Written problem 1 :: Name the musical acts mentioned in the review of I'm Not a Band, other than I'm Not a Band itself and Tom Waits.
Written problem 2 :: In the listing, edit the lines from the one containing "Please put a marker on the black wall" through the end of the listing so that "marker" becomes "dot", and return only those lines with nothing else altered.

Selected extract ::

(begin)

AEM031 I'm Not a Band

When a band decides to call itself I’m Not a Band, it’s kind of like a bear coming out of the woods and saying “I’m not a bear.” The first thing you think is, “Yeah right, prove it.” Then the next thing you think is, “Holy shit! That bear just talked!” So in this case, when some German guy with a synthesizer and a violin and a pretty lady on vocals tell you that they’re not a band, try and suppress that gut instinct that, well, they look like a band, and sound like a band, and, who knows, probably smell like a band, and focus instead on the less obvious point: Why are they telling me anything at all? To this question, I think, there is always only one answer: they have something to hide.

Electronic music does interesting things to people’s identities. Perhaps it’s something about sheer incomprehensibility of the racks of ridiculous machinery covered in knobs and screens and buttons that most DJs carry around: as Tom Waits said, “What’s he building in there?” While not everyone may be able play guitar or drums, at least most people understand how those instruments work: bang on this, hit these strings with a pick, let’s move on. But unlike bands that futz around on standard hardware, electronic musicians tend to cloak their technique in all kinds of secrecy to the point where alienation from the process of musical production becomes both point of the style and its barometer for coolness. Have you ever seen anyone do an air-ADSR-envelope-tweak? No, because a) it would look idiotic, and b) who the fuck knows what an ADSR envelope is? I’m Not a Band, on the other hand, whose sweet brand of blippy/bloopy electropop certainly qualifies, at least in theory, for the electronica cloak-of-mystery, decides instead to turn up the TMI envelope.

So here’s the story. Stephan J. is born to a pair of professional German musicians and is subsequently classically trained on violin. In 2005, he moves to England, is wowed by club culture, and switches his primary axe to the laptop. Jana D. joins the project in 2009, and the pair proceed to perform, win a MySpace best-new-band competition, and release some groovy material. Interesting here is not necessarily the bildungsroman of a German violin prodigy transformed into a rampaging techno star by the London’s bright lights and pulsing subwoofers, but the fact that the group wears this cultural cross-over on its sleeve. In a genre where obscuring poses, from Daft Punk’s robot hats, to Crystal Castles blinding strobe light blasts, are the order of the day, I’m Not a Band has opted for something else: transparency. See this violin?, says Stephan, I’m going to play it in an electro band. Hear these complex harmonies and non-conventional song structures and intricate dynamics? Those are there because I’m a classical musician from Germany. There is a stunning honesty to these caveats, and a stunning payoff as well: these two tracks, despite the biography behind them, are big-time stunners.

A-side “Crazy,” strikes a fascinating balance between off-kilter pop somewhere in the vicinity of another violin-toting group, The Raincoats, and the synth-stomp of a less linear Matt and Kim. I’m not exactly sure if this is club music-it may be a bit too jittery for nonstop floor action-but it certainly sets up a cool flipside to IDM-style braindancing. Where “intelligence” in the world of groups like Autechre or Aphex Twin translates into technical difficulty-the programmer’s equivalent of guitar shredding-I’m Not a Band imagines a kind of electro art-pop that engages the higher functions and the amygdala simultaneously. Passages are unpredictable, variations plentiful. Dance smarter, seems to be the message, but still dance.

(end)

Records for the exercise ::
(begin)

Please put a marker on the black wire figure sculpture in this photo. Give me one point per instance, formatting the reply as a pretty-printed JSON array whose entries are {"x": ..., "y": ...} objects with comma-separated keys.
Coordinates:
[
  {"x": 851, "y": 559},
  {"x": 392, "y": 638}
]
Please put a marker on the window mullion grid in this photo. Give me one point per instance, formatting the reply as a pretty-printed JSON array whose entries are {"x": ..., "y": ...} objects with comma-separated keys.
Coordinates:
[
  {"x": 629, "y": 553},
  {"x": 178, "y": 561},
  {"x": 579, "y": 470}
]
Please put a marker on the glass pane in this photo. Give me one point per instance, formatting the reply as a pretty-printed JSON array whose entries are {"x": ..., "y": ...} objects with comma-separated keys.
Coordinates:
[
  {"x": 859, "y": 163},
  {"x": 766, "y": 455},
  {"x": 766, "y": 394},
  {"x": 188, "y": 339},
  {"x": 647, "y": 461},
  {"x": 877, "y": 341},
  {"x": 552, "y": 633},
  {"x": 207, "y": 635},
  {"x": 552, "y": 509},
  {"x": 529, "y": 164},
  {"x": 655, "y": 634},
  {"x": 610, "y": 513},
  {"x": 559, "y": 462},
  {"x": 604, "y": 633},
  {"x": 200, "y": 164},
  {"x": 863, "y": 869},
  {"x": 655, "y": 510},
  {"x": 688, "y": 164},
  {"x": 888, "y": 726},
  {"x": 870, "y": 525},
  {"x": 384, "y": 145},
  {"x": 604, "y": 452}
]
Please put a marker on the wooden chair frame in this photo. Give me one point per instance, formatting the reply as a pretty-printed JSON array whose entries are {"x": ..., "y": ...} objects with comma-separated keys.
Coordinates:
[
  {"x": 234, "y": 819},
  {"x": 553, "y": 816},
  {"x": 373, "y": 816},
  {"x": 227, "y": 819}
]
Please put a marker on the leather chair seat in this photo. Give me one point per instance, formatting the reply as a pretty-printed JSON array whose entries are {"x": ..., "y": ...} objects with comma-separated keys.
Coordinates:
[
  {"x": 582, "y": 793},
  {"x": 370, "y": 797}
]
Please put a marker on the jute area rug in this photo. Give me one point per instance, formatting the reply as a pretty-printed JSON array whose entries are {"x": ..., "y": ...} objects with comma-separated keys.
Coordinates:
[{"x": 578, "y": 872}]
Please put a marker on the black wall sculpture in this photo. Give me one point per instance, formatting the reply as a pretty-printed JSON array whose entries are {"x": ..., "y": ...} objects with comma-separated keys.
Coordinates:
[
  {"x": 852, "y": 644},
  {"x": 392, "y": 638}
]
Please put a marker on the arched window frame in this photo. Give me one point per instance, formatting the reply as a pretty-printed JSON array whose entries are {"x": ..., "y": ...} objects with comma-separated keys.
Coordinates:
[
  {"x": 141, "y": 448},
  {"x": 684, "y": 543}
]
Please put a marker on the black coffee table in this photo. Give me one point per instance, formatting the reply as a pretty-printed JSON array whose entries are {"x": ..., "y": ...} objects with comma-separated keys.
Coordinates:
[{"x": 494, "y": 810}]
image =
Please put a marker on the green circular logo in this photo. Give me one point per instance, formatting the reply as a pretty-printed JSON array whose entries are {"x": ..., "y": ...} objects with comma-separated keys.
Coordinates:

(end)

Response 1 :: Daft Punk, Crystal Castles, The Raincoats, Matt and Kim, Autechre, Aphex Twin

Response 2 ::
Please put a dot on the black wall sculpture in this photo. Give me one point per instance, formatting the reply as a pretty-printed JSON array whose entries are {"x": ..., "y": ...} objects with comma-separated keys.
Coordinates:
[
  {"x": 852, "y": 644},
  {"x": 392, "y": 638}
]
Please put a dot on the arched window frame in this photo. Give me one point per instance, formatting the reply as a pretty-printed JSON array whose entries are {"x": ..., "y": ...} objects with comma-separated keys.
Coordinates:
[
  {"x": 141, "y": 448},
  {"x": 684, "y": 543}
]
Please put a dot on the black coffee table in this photo. Give me one point per instance, formatting the reply as a pretty-printed JSON array whose entries are {"x": ..., "y": ...} objects with comma-separated keys.
Coordinates:
[{"x": 494, "y": 810}]
image =
Please put a dot on the green circular logo in this photo. Give me one point per instance, formatting the reply as a pretty-printed JSON array whose entries are {"x": ..., "y": ...} objects with comma-separated keys.
Coordinates:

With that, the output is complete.